▶ [Problems to work on]:
a: In the listing for the 1938 Voroshilov Shooter issue, who appears on the front cover?
b: List each expedition member whose portrait the listing for the 1938 Voroshilov Shooter issue says appears in the Papanin montage, along with each person's role.
c: From the listing for the 1938 Voroshilov Shooter issue, reproduce word for word the passage that begins at the words "The rear side of the front" and stops after "on March 15.".

Start of Exercise passage

Item #8182 [FEMALE SHARPSHOOTERS] Voroshilovskii strelok [i.e. Voroshilov Shooter] #5 for 1938
[FEMALE SHARPSHOOTERS] Voroshilovskii strelok [i.e. Voroshilov Shooter] #5 for 1938
[FEMALE SHARPSHOOTERS] Voroshilovskii strelok [i.e. Voroshilov Shooter] #5 for 1938

[FEMALE SHARPSHOOTERS] Voroshilovskii strelok [i.e. Voroshilov Shooter] #5 for 1938

Item #8182



Moscow: Zhurgazob’edinenie, 1938. 16 pp.: ill. 29x21,5 cm. In original illustrated wrappers. Slightly rubbed, ink note on back cover, few minor ink stains on front cover, otherwise mint.

An issue of the periodical published in 1929-1940. It was the organ of the All-Union organization ‘Osoaviakhim’ (The Society for the Assistance of Defense, Aircraft and Chemical Construction). It was the successor of Soviet airplane and chemical voluntary societies and located branches all over the country. Through this organization, mass military training was provided for Soviet people starting from the pre-school classes. On October 29, 1932, the Presidium of the Central Council of Osoaviakhim of the USSR approved the creation of the honorary title “Voroshilov Shooter”, and on December 29, 1932, the badge “Voroshilov Shooter”.
Women were equally engaged in military training. Millions of Soviet women got the title and badge of Voroshilov Shooter meaning those women were able to shoot accurately. This issue was printed with two female shooters portrayed in the cover design. The front cover shows a Deputy of the Supreme Soviet of the USSR, shock-worker of the Metro construction, Tatiana Fedorova. In the photo, she is training to shoot from a prone position in a Metrostroi shooting range. This picture is the evidence of military classes held for builders of the Moscow Metro in their spare time. The rear side of the back cover features a Chuvash girl Maria Semenova who studied at evening courses of the Shoe Factory called after Voroshilov in Ufa. She was active in military training, had four Osoaviakhim badges and became a leader of a local Osoaviakhim group.
The issue came out shortly before Women’s Day. The articles cover stories about female shooters in collective farms and factories, where women participated in competitions. School clubs also held shooting competitions and a photograph of a girl team illustrates the text. The issue contains a program of the All-Union shooters’ spartakiade of the USSR that was supposed to be held in the summer of 1938. The first stage was sectionals organized in Soviet republics and autonomous oblasts. It included 300 meter military rifle shooting (standing, kneeling and prone shooting), dueling and 50 meter rifle shooting from a prone position. The second stage was a championship of masters in shooting. There 600 meter shooting was added, as well as Olympic 50 meter pistol shooting. Both stages were held for adult and children’s teams – with reduction of distances for young participants.
At the end, news of specialized clubs at factories and schools announce: “111 teams of enterprises and regional clubs attended all-Moscow shooting competition”, “In Frunze [now Bishkek], courses for shooting instructors have been organized”, “The Semipalatinsk University of Finance and Economics opened a shooting school. There are 30 students, including 8 girls”, and so on.
The rear side of the front cover features a montage on Papanin’s North expedition completed by that time. Portraits of four participants – leader Ivan Papanin, hydrobiologist Pyotr Shirshov, geophysicist Evgenii Fyodorov, radioman Ernst Krenkel – are placed above an illustration of the world’s first manned drifting station in the Arctic Ocean. On February 19, 1938 a Soviet ice breaker took four polar explorers off the station close to the eastern coast of Greenland. They arrived in Leningrad on March 15.

No paper copies are tracked in Worldcat.

End of Exercise passage
Start of Source information

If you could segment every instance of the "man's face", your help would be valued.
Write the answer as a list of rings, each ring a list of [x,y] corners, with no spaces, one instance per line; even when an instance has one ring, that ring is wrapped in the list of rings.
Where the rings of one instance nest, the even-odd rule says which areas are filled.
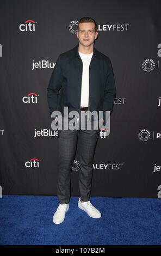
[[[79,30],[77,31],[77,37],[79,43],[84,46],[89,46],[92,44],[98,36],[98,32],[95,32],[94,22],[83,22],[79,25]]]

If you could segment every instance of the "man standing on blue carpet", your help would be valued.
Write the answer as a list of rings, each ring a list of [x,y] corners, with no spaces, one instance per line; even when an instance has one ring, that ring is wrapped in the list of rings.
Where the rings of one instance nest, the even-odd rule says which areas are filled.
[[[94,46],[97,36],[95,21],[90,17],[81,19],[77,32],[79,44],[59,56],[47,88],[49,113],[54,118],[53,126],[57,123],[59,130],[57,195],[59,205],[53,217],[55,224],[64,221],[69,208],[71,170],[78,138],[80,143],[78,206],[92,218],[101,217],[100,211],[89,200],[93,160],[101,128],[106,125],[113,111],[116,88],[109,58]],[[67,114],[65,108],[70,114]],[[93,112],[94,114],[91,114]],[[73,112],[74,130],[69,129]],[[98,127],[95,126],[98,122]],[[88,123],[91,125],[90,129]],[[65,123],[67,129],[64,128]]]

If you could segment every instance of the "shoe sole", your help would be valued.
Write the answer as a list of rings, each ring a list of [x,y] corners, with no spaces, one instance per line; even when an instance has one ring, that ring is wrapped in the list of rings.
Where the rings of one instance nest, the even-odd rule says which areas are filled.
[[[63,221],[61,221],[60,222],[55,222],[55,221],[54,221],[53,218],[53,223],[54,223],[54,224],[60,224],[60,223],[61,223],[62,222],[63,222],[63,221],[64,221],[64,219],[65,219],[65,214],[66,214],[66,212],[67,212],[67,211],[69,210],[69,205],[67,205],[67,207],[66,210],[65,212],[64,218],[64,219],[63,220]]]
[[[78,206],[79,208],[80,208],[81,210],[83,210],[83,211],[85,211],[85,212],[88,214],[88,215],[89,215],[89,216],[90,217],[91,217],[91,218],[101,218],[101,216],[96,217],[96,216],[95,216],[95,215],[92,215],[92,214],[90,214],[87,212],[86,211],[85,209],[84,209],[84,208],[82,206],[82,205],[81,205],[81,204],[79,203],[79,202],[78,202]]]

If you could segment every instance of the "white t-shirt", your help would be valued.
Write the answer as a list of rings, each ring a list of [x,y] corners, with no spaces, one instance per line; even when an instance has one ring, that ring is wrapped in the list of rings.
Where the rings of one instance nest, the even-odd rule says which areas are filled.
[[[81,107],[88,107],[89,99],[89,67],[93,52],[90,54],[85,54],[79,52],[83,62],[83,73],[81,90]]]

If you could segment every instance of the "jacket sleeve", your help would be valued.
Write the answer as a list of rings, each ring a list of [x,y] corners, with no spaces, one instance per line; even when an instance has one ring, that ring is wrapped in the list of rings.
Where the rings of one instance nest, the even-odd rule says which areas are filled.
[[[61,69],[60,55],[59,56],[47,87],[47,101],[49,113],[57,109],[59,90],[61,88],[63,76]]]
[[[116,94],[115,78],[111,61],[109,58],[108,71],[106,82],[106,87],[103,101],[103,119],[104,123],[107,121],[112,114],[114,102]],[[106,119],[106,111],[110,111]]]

End of Source information

▶ [Answers for each item]:
a: Tatiana Fedorova, a Deputy of the Supreme Soviet of the USSR and shock-worker of the Metro construction, training to shoot from a prone position.

b:
Ivan Papanin, leader
Pyotr Shirshov, hydrobiologist
Evgenii Fyodorov, geophysicist
Ernst Krenkel, radioman

c:
The rear side of the front cover features a montage on Papanin’s North expedition completed by that time. Portraits of four participants – leader Ivan Papanin, hydrobiologist Pyotr Shirshov, geophysicist Evgenii Fyodorov, radioman Ernst Krenkel – are placed above an illustration of the world’s first manned drifting station in the Arctic Ocean. On February 19, 1938 a Soviet ice breaker took four polar explorers off the station close to the eastern coast of Greenland. They arrived in Leningrad on March 15.